▶ [Objectives]:
1. Duplicate the portion of the notebook excerpt below between "# remove entries" and "top_75 = players_sorted.head(75).copy()", inclusive.
2. In the notebook excerpt below, which directory holds the CSV files for the 1995-96 season?
3. List every module that the notebook excerpt below loads with a plain import statement, leaving out those loaded with "from ... import".

In [1]:
import tensorflow as tf
import pandas as pd
import numpy as np
import sys
import os

from sklearn.preprocessing import StandardScaler
from sklearn.model_selection import train_test_split

Notes:
* Going to take the top 75 scoring players in the leage
    - in 1995-96 season, there were only 92 players in the leage
    - lowest ranked scorer that won the mvp was Steve Nash in 2005 where he averaged 15.5 PPG (63rd in the leage)
* csv files are in the directory of the 2nd year in the season. ex. the 95-96 season will be in the 1996 directory
* in the directory for the year, there is a players.csv file and a teams.csv file
    - the teams.csv file is so that I can associate a record with the players
* the mvp.csv dataset is in the outer data dir and has the name of each mvp winner since the 65-66 season


**GET DATA SAMPLE**

In [2]:
# get the data
def get_data(year):
    players = pd.read_csv("data/" + year + "/players.csv")
    return players

In [19]:
# transform the player data into something uniform that we can use
def get_top_75_filtered(players):
    
    # remove entries for players that played on multiple teams, just look at the last team they played for
    players_filtered = players.drop_duplicates(subset='Player', keep='last').reset_index()
    
    # sort by points per game and take top 75 candidates
    players_sorted = players_filtered.sort_values(by="PTS", ascending=False)
    top_75 = players_sorted.head(75).copy()

▶ [Data supplied]:
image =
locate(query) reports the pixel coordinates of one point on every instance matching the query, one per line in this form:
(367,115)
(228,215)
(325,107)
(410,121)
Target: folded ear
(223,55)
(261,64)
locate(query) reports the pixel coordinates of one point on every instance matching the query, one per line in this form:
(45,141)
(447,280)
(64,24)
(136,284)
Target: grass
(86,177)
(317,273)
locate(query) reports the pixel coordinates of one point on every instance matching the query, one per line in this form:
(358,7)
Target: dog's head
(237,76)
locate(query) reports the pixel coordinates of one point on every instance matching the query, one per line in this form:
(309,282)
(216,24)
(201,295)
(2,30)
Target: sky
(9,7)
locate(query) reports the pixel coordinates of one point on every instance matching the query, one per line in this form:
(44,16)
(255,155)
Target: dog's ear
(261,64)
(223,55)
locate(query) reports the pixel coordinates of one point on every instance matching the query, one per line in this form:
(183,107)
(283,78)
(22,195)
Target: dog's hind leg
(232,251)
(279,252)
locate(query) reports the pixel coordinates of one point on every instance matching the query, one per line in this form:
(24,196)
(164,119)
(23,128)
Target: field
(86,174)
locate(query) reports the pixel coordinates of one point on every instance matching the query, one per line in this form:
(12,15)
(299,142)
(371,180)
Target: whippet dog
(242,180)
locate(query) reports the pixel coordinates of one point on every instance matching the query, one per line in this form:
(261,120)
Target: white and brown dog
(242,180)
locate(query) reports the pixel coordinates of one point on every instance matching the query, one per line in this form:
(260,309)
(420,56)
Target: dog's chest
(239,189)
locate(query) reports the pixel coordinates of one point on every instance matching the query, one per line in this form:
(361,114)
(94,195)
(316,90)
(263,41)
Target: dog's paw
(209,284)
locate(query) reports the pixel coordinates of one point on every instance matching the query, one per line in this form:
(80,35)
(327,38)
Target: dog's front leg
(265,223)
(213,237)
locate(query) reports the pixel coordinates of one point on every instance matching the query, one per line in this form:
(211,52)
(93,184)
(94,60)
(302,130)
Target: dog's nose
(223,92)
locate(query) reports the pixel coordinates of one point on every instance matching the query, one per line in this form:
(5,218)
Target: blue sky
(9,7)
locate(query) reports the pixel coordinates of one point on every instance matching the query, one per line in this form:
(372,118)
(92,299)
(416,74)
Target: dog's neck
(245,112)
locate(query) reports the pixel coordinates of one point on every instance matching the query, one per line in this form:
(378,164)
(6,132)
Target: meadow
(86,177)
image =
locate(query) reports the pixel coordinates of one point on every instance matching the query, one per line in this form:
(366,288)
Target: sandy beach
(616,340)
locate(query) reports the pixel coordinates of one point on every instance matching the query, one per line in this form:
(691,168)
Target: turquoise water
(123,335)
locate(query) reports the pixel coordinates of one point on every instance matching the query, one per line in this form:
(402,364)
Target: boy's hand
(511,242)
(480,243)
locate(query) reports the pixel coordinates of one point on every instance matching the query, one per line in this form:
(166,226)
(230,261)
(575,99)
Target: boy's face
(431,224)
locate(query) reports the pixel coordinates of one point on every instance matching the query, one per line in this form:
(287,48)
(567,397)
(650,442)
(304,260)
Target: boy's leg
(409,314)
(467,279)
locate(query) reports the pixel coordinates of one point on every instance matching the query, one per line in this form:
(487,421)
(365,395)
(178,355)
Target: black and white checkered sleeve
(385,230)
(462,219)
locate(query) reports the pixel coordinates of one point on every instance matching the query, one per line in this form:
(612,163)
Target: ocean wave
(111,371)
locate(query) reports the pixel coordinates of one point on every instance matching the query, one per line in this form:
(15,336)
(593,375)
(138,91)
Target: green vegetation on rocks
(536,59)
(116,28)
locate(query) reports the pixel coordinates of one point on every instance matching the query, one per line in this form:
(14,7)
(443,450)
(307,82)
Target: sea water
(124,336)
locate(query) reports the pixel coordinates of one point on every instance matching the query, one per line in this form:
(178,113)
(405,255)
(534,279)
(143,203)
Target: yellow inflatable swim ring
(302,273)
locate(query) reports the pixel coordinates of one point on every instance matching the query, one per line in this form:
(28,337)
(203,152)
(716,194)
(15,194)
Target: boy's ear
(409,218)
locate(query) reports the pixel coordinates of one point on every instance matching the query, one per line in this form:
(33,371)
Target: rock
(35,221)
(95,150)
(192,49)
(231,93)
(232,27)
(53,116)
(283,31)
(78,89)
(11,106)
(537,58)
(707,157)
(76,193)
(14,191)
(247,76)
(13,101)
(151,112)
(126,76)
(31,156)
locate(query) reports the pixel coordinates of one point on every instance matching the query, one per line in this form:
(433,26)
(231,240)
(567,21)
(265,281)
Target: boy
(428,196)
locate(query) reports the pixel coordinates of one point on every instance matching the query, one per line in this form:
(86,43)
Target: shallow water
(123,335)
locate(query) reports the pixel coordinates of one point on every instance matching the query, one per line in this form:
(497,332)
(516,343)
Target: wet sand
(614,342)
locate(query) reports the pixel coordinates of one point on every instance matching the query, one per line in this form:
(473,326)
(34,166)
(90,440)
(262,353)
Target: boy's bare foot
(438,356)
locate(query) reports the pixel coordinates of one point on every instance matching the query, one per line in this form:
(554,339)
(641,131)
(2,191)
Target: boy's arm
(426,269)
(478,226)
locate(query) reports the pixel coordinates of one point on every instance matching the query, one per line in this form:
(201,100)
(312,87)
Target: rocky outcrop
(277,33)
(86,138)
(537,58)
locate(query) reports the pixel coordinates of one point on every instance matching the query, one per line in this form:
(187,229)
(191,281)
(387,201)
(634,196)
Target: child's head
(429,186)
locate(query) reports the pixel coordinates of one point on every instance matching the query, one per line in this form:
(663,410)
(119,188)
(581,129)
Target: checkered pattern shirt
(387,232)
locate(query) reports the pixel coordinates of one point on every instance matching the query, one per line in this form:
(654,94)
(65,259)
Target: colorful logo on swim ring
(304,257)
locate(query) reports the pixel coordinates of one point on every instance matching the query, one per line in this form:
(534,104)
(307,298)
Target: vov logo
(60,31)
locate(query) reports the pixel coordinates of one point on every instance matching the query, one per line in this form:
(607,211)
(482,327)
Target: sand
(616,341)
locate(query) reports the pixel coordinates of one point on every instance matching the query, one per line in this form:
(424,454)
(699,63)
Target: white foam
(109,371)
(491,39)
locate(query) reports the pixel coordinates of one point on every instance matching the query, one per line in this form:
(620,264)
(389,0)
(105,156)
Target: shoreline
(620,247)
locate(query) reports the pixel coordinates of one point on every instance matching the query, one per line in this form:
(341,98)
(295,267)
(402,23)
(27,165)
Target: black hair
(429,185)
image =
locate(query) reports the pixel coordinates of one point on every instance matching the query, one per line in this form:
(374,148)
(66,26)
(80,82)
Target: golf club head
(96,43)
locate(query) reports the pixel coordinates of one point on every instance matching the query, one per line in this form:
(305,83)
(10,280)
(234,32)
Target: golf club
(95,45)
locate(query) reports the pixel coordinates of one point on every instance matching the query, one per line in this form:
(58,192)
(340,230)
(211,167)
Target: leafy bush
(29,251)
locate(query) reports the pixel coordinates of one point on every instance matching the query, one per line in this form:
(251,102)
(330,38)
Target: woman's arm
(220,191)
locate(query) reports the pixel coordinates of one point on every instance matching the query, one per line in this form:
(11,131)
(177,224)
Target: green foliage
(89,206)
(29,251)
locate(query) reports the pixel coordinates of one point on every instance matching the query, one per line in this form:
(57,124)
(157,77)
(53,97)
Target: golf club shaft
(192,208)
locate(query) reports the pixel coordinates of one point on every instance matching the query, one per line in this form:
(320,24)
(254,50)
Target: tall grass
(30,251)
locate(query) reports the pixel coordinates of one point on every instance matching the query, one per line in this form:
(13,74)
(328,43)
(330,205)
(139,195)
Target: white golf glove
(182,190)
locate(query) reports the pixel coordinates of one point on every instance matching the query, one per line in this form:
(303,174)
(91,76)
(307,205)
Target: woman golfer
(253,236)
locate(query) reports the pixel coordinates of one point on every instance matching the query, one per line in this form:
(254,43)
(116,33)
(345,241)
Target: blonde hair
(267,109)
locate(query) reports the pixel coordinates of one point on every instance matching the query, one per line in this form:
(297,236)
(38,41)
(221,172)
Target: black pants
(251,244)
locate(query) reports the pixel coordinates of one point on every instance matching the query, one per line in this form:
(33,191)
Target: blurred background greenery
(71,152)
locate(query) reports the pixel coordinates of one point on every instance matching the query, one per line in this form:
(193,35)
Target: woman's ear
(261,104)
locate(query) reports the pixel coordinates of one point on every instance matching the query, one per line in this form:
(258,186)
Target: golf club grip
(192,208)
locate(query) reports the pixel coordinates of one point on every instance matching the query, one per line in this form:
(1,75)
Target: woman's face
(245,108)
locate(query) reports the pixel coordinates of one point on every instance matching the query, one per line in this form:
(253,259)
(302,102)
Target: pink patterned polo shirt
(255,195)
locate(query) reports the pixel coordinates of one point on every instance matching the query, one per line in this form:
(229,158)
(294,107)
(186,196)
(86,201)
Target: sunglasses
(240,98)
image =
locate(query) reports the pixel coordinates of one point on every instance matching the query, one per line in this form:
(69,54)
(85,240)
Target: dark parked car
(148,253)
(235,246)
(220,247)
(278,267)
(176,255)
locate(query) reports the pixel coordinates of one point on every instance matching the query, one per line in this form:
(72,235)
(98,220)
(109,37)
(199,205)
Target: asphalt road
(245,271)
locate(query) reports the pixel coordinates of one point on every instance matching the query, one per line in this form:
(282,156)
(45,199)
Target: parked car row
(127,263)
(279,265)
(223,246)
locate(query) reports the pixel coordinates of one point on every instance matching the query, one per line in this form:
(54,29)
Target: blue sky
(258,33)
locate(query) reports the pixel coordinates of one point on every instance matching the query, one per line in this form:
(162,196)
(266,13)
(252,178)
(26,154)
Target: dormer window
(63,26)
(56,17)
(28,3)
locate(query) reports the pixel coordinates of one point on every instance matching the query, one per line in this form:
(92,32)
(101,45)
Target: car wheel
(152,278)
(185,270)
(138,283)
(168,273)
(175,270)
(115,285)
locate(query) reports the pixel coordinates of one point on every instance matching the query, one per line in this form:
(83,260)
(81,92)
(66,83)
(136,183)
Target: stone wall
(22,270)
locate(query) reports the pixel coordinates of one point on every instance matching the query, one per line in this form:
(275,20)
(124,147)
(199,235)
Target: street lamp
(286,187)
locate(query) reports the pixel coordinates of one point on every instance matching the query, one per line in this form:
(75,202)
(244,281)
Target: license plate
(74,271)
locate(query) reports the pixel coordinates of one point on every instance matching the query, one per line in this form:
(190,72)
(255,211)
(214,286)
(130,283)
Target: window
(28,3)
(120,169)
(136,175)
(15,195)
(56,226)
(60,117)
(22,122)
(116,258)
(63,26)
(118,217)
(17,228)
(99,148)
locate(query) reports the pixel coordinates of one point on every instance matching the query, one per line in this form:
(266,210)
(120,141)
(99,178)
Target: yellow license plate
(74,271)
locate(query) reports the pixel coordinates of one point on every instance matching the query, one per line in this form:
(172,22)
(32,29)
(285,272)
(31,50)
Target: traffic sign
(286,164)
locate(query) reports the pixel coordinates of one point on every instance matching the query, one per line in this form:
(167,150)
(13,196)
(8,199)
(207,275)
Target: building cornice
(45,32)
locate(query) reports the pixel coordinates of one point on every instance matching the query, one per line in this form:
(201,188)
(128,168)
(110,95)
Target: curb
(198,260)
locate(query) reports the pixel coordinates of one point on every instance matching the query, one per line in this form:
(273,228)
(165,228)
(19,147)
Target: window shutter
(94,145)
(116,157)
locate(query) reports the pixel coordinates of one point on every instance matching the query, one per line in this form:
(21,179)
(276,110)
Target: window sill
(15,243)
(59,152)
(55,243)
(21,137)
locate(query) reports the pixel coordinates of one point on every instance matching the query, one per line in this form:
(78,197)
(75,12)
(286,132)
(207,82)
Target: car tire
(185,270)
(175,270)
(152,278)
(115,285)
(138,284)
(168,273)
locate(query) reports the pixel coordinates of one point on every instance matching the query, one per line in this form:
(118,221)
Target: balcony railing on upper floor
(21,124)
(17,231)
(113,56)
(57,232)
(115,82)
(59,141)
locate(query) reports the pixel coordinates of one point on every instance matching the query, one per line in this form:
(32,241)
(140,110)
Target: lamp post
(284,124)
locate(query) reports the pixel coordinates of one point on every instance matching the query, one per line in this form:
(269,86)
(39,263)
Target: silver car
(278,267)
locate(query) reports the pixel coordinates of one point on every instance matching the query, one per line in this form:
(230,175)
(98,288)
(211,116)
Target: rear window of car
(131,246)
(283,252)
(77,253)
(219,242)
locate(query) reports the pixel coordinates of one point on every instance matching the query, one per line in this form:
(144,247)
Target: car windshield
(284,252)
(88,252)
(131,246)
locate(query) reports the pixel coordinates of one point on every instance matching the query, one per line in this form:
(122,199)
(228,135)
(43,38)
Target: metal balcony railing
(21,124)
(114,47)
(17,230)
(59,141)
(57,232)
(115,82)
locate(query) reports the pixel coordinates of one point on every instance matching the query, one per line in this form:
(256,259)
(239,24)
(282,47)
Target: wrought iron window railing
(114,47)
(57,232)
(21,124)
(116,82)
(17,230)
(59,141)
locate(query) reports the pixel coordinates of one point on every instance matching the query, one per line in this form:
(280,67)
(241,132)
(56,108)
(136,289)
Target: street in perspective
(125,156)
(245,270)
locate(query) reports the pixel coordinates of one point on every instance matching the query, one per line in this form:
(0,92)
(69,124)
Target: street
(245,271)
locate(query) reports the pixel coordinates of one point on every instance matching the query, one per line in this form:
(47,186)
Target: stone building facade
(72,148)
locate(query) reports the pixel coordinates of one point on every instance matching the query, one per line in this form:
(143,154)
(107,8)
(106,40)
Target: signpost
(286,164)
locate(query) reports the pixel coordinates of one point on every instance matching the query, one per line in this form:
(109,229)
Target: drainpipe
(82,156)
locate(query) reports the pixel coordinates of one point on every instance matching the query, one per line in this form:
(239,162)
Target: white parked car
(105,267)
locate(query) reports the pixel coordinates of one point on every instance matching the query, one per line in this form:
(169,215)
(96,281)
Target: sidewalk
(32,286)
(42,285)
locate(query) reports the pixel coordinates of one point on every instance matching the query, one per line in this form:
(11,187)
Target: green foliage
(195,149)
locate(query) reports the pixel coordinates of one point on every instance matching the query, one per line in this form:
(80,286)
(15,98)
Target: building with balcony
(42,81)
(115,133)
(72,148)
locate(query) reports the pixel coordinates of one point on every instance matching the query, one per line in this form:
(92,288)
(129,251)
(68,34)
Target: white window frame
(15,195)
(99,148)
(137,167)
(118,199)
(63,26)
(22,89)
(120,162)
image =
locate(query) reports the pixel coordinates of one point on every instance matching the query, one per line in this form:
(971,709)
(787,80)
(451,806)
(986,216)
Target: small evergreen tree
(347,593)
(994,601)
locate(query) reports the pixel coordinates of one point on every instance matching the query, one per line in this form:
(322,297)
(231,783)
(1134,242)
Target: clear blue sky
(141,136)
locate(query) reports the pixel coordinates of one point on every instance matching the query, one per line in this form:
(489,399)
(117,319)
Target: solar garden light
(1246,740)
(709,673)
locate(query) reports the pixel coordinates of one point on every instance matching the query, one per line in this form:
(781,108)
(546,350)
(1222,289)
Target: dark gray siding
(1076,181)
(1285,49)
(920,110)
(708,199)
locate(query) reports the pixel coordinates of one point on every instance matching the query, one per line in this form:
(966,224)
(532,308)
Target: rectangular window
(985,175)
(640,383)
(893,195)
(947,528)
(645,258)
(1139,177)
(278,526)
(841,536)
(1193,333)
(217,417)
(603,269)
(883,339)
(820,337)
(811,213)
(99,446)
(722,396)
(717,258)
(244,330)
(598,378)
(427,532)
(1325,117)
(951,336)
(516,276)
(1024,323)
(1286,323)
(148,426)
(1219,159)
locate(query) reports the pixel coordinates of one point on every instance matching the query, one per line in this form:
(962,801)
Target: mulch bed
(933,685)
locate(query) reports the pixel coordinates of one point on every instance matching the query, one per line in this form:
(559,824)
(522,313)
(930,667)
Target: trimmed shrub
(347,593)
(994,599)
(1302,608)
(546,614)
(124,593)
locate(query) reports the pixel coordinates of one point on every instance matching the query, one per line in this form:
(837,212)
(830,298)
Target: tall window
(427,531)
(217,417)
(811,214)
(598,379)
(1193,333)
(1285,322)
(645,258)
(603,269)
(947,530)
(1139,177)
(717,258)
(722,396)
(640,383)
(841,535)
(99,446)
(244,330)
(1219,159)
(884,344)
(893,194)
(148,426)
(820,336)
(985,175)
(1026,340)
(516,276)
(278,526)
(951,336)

▶ [Answers to the tasks]:
1.
# remove entries for players that played on multiple teams, just look at the last team they played for
    players_filtered = players.drop_duplicates(subset='Player', keep='last').reset_index()
    
    # sort by points per game and take top 75 candidates
    players_sorted = players_filtered.sort_values(by="PTS", ascending=False)
    top_75 = players_sorted.head(75).copy()

2. The 1996 directory.

3. tensorflow, pandas, numpy, sys, os